Task input:
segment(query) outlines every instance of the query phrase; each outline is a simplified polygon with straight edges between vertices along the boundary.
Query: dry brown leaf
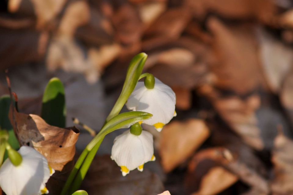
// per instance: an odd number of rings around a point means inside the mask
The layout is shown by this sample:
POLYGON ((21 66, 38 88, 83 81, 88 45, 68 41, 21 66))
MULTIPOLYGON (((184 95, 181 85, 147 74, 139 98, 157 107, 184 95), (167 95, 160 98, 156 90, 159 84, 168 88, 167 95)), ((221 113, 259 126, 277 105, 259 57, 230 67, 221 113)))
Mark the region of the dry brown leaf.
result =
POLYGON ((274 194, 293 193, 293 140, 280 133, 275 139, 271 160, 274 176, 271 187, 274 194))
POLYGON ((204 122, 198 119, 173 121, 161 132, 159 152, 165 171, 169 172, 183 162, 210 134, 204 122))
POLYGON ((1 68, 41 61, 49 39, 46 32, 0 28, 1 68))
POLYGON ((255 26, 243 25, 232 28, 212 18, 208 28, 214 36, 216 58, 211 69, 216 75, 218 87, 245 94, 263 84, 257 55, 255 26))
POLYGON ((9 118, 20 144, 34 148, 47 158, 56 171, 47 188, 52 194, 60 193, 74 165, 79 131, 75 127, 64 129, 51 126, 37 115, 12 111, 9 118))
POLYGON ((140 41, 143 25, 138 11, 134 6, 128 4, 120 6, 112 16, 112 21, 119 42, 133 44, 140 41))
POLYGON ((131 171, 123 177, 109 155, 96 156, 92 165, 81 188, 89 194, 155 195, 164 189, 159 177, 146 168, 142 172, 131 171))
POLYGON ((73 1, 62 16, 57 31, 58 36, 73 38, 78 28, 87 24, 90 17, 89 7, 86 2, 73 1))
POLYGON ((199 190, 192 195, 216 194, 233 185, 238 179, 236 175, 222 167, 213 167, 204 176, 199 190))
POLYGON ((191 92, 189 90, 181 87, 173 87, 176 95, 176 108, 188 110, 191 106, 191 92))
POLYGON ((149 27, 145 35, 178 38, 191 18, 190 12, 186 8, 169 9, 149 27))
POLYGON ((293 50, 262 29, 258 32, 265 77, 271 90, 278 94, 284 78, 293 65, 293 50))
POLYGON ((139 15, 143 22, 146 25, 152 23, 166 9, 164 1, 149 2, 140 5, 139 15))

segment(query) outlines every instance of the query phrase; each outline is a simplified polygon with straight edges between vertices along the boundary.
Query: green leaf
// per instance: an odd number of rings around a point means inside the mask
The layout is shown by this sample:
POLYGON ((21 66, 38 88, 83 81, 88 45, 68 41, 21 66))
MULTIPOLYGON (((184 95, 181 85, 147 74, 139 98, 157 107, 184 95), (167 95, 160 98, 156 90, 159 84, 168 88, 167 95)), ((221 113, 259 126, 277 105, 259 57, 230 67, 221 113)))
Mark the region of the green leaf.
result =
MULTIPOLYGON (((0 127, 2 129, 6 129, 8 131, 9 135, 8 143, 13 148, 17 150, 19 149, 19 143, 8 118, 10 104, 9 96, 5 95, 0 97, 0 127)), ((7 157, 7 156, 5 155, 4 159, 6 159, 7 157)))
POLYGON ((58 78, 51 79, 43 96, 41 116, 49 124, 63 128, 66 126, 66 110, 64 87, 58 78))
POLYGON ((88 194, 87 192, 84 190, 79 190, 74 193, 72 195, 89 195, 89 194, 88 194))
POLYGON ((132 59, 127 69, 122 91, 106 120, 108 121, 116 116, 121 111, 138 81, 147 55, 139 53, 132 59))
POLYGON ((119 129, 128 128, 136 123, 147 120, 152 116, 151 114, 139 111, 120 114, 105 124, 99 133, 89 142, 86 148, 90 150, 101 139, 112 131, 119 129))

==

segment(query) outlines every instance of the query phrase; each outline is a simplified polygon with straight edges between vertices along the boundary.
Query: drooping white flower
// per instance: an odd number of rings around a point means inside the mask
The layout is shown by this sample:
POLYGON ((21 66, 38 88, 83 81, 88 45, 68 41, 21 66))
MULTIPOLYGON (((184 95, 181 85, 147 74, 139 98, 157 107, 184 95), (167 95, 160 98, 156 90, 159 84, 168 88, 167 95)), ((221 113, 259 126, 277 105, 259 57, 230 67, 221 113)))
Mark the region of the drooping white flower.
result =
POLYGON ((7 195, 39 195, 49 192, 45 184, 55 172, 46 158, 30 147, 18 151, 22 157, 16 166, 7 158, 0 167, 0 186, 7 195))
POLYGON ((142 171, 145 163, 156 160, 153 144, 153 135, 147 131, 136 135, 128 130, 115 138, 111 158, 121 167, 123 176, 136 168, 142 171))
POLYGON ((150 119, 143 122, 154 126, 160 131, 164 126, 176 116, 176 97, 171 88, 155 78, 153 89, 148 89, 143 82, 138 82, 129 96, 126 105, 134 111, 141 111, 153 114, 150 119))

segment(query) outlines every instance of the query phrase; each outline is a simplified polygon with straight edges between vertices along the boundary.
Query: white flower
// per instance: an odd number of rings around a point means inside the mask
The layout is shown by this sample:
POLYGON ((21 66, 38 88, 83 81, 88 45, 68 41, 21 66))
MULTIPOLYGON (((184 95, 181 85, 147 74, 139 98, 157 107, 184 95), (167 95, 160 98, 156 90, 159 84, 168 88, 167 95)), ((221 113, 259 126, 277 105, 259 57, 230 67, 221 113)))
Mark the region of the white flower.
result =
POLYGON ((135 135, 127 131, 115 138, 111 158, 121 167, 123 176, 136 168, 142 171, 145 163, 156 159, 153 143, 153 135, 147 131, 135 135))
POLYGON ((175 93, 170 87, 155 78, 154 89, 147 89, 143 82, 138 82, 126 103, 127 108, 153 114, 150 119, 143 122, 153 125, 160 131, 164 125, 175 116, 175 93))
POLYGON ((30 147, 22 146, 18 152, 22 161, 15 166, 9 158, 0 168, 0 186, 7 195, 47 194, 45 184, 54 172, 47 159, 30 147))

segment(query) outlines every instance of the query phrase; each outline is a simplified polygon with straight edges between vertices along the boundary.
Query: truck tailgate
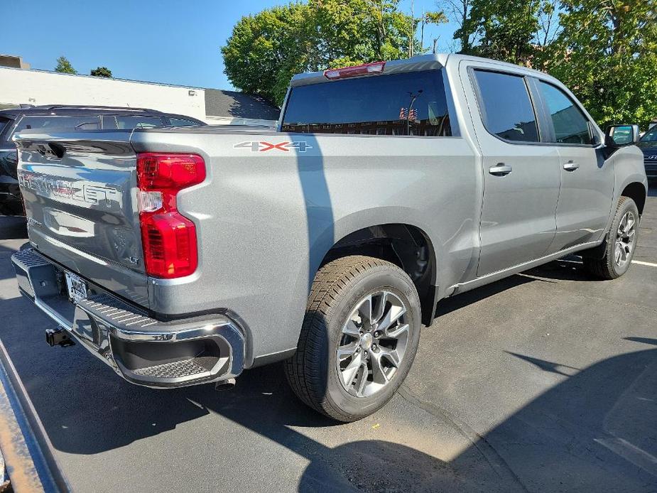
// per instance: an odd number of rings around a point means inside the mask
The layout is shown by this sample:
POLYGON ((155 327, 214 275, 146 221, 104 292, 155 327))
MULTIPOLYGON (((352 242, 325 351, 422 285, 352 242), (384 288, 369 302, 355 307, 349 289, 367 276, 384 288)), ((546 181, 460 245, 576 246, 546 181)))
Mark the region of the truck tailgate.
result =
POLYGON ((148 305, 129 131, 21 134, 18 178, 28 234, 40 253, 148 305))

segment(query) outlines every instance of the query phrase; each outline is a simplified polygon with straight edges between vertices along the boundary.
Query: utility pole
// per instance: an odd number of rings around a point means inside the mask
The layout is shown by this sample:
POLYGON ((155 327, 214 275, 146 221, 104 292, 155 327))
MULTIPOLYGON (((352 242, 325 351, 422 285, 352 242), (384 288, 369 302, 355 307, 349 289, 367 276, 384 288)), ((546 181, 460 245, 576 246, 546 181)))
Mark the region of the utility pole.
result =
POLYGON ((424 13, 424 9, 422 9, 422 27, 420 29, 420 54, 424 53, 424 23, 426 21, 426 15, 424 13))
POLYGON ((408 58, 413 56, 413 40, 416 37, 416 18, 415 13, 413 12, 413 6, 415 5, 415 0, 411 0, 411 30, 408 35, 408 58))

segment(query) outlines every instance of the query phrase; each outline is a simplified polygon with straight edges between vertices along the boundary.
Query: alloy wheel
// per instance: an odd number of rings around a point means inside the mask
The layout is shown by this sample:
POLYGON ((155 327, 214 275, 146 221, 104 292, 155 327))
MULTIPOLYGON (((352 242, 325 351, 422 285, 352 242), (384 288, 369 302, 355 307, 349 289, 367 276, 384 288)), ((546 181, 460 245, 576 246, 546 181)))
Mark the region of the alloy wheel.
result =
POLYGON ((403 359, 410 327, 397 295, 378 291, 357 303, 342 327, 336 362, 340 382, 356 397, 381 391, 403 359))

* * *

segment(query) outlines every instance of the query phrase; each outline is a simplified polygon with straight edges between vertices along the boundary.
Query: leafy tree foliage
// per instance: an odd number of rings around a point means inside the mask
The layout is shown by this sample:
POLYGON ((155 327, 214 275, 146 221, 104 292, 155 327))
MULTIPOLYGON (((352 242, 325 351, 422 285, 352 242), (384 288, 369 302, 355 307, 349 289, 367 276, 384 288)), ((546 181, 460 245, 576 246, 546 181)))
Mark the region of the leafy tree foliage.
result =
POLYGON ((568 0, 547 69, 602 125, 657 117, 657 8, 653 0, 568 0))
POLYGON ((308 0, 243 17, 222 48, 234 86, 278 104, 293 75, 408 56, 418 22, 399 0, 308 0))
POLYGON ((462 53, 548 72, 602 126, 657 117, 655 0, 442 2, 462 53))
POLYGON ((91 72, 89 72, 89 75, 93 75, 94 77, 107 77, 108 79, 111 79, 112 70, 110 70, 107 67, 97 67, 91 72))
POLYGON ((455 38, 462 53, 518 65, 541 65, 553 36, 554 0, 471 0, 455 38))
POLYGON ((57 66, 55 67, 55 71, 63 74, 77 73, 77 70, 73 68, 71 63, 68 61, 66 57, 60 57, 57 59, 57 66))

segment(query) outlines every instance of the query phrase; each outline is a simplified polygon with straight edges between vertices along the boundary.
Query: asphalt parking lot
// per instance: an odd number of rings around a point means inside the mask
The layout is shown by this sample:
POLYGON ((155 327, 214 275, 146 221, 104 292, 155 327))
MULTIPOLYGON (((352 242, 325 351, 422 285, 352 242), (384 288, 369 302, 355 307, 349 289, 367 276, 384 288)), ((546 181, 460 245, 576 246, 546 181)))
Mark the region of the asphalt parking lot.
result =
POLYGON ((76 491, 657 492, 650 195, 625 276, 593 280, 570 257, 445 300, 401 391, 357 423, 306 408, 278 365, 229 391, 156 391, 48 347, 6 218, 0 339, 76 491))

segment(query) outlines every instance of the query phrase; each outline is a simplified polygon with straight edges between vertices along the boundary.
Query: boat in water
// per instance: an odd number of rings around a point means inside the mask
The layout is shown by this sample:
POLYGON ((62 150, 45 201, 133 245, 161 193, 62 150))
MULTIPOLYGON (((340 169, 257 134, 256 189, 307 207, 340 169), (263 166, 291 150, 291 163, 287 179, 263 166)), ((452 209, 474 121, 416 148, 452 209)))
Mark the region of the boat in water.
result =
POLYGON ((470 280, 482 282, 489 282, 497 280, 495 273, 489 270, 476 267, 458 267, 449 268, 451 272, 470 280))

What you need to do: Count how many of the rows above contain the string "boat", treating uppercase and lowercase as different. Reply with the number alone.

Response to this task: 2